▸ Extract to read:
========

As demand becomes more uncertain and supply increases later this year, vacancy rates are expected to bottom out, or begin to rebound, depending on how much new space is put up for lease.

Recovery of downtown foot traffic and ridership should slow in 2023

The number of workers returning to downtown should continue to rise, but at a slower rate than last year. Most of the increases occurred in the spring and summer before slowing in the fall. Office occupancy reached about 42 percent in January, up from less than 10 percent in January 2022, with current peaks of 57 percent on Wednesdays and lows of 29 percent on Mondays.

Aside from office occupancy, the continuation of work-from-home and hybrid work arrangements holds back further recovery in public transit ridership, as downtown office workers make up a significant share of weekday volume.

The Toronto Transit Commission (TTC) forecasts that ridership will reach 75 percent of pre-pandemic levels by the end of 2023. TTC ridership reached 69 percent of pre-COVID levels in December, up from 37 percent in January 2022.

These numbers assume that all students and attendees for special events will return to pre-pandemic habits in 2023; however, the average number of office visits will only increase slightly to two days per week.

Major malls see declining vacancy rates

Overall, sales and foot traffic continue to recover in Toronto malls, with some exceeding pre-pandemic levels in terms of sales per square foot.

Vacancy rates continue to decline in Toronto malls as more retailers see good opportunities in enclosed spaces. As a group, major Toronto malls are still experiencing higher vacancy than pre-pandemic, but certainly lower than six months ago: optical, EV, athletic, and luxury have expanded the most.

Over the long term, plans to convert malls into mixed-use development have accelerated, with several malls making their plans public, and some already starting the conversion.

On the sustainability front, the Toronto Eaton Centre is replacing its galleria roof in a $60 million project to improve energy efficiency. Meanwhile, several property management teams plan to install more solar panels on rooftops and EV charging stations. 

Retail sales growth will moderate

Despite the recent deterioration in consumer sentiment, retail sales in Toronto should continue to hold up well and see some growth this year.

After a strong 2022, Toronto retail sales will continue to benefit from the momentum and pent-up demand. Toronto retail sales were up 16 percent year-over-year in 2022, but are unlikely to match that performance in 2023 because much of the pandemic recovery has already taken place.

========

▸ Provided material:
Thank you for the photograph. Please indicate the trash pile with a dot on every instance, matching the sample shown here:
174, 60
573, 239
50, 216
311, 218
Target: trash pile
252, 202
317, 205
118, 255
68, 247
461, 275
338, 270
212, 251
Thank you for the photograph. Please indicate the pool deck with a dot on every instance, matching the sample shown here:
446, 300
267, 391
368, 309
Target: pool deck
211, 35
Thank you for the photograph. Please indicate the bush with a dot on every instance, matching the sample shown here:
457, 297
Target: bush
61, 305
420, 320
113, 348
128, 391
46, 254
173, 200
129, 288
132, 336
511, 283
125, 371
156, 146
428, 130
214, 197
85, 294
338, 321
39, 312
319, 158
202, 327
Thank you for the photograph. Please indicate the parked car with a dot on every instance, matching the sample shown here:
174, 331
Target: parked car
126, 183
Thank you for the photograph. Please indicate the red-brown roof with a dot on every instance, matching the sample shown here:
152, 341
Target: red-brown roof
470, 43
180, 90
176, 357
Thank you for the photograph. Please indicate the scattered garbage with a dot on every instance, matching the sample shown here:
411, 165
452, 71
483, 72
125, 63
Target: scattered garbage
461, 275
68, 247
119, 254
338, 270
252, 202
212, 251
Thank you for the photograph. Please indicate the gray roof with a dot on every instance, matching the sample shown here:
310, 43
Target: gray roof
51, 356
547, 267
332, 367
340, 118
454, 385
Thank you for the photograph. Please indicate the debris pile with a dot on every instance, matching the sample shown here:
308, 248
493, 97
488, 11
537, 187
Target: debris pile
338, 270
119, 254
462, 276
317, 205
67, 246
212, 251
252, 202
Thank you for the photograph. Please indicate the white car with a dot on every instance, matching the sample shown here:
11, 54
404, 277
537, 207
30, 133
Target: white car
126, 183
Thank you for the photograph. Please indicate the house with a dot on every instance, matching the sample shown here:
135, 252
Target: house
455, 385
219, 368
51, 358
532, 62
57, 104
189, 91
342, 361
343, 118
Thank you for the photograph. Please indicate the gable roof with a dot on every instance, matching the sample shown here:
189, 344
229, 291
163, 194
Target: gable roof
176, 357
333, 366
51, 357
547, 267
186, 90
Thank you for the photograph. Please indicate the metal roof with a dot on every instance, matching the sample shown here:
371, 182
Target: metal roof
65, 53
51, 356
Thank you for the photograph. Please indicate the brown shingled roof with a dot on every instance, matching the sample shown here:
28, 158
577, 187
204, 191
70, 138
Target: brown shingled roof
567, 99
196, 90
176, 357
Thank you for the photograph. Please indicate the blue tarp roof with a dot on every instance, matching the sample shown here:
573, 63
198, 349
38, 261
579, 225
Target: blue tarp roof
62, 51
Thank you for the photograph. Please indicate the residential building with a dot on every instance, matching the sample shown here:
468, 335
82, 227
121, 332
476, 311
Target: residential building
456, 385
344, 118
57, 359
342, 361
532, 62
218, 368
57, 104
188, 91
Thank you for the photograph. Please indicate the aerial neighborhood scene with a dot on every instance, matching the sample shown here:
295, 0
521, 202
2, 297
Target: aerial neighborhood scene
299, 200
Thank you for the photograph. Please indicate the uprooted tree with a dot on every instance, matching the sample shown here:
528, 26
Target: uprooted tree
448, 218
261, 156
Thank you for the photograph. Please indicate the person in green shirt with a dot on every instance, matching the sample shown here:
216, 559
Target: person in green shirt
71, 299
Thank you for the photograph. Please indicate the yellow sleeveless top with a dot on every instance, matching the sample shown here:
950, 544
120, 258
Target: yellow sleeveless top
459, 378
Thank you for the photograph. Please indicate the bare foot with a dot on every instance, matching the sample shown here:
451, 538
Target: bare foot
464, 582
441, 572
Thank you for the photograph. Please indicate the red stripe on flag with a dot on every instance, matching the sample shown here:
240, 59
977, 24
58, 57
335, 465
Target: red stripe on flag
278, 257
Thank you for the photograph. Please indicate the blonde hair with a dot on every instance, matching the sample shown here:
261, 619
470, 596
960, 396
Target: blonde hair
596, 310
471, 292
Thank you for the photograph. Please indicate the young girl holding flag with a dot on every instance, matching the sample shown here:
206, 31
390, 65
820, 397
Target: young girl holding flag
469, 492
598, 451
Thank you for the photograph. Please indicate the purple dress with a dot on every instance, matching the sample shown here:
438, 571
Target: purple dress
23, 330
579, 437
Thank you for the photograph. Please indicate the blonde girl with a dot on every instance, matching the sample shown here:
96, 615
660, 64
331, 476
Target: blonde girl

========

▸ Problem requirements: Rewrite the Toronto market outlook from "These numbers assume" up to and including "expanded the most.", changing each "malls" to "shopping centers".

▸ Result of this task:
These numbers assume that all students and attendees for special events will return to pre-pandemic habits in 2023; however, the average number of office visits will only increase slightly to two days per week.

Major shopping centers see declining vacancy rates

Overall, sales and foot traffic continue to recover in Toronto shopping centers, with some exceeding pre-pandemic levels in terms of sales per square foot.

Vacancy rates continue to decline in Toronto shopping centers as more retailers see good opportunities in enclosed spaces. As a group, major Toronto shopping centers are still experiencing higher vacancy than pre-pandemic, but certainly lower than six months ago: optical, EV, athletic, and luxury have expanded the most.